Can you pull every line of text out of the rows below, copying each one word for word and leaving the pictures out?

▬▬▬

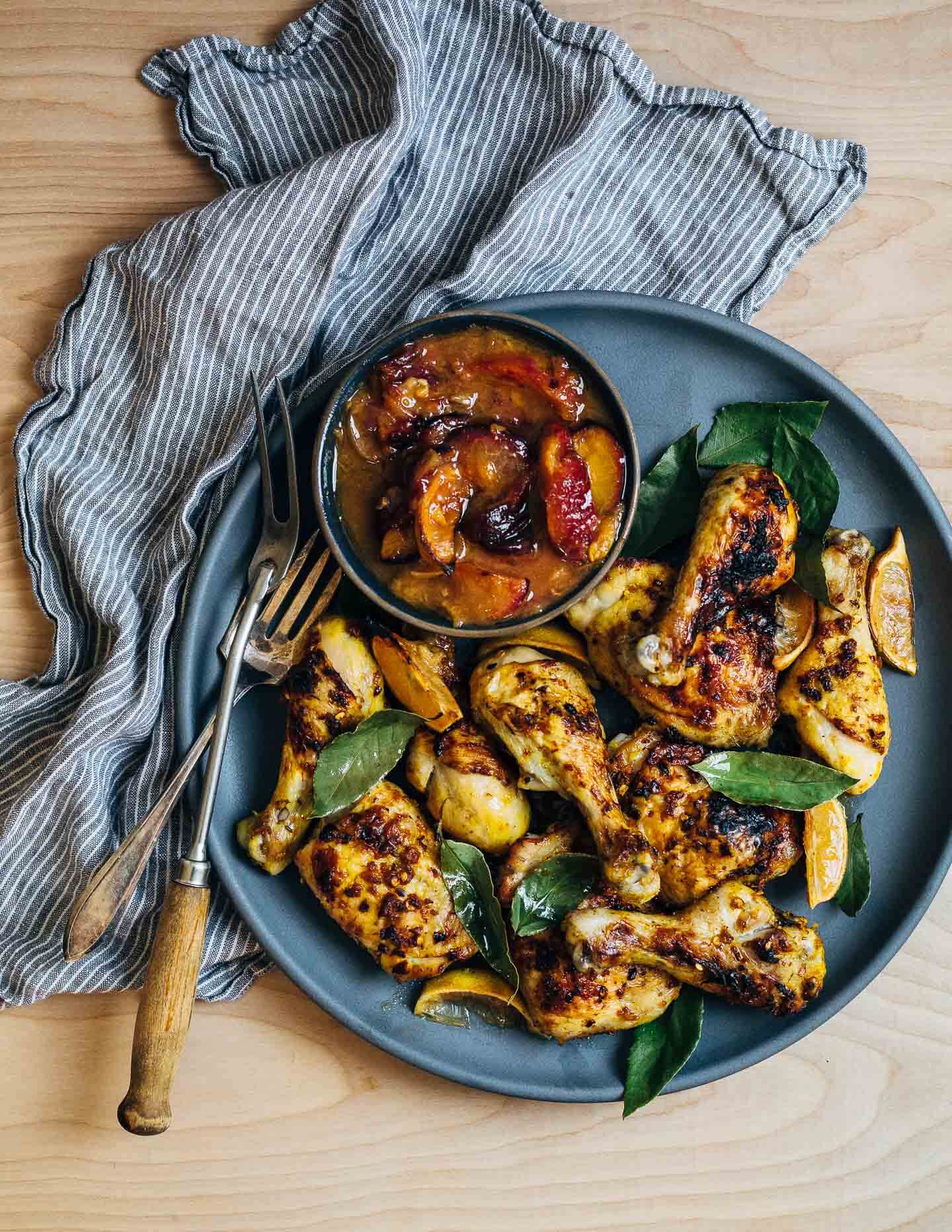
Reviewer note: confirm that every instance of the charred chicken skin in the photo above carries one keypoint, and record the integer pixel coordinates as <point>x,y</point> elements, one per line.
<point>701,837</point>
<point>834,691</point>
<point>742,550</point>
<point>727,697</point>
<point>469,785</point>
<point>731,943</point>
<point>376,871</point>
<point>543,712</point>
<point>335,685</point>
<point>563,1002</point>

▬▬▬

▶ [Output for this task]:
Reviewer note: confirm that every instance of the charred chicken skin in the photo above carries one keypoint, and record the integer pixel coordinates as <point>x,y</point> elements, one per line.
<point>701,837</point>
<point>834,691</point>
<point>742,550</point>
<point>727,697</point>
<point>469,785</point>
<point>731,943</point>
<point>376,871</point>
<point>543,712</point>
<point>335,685</point>
<point>563,1002</point>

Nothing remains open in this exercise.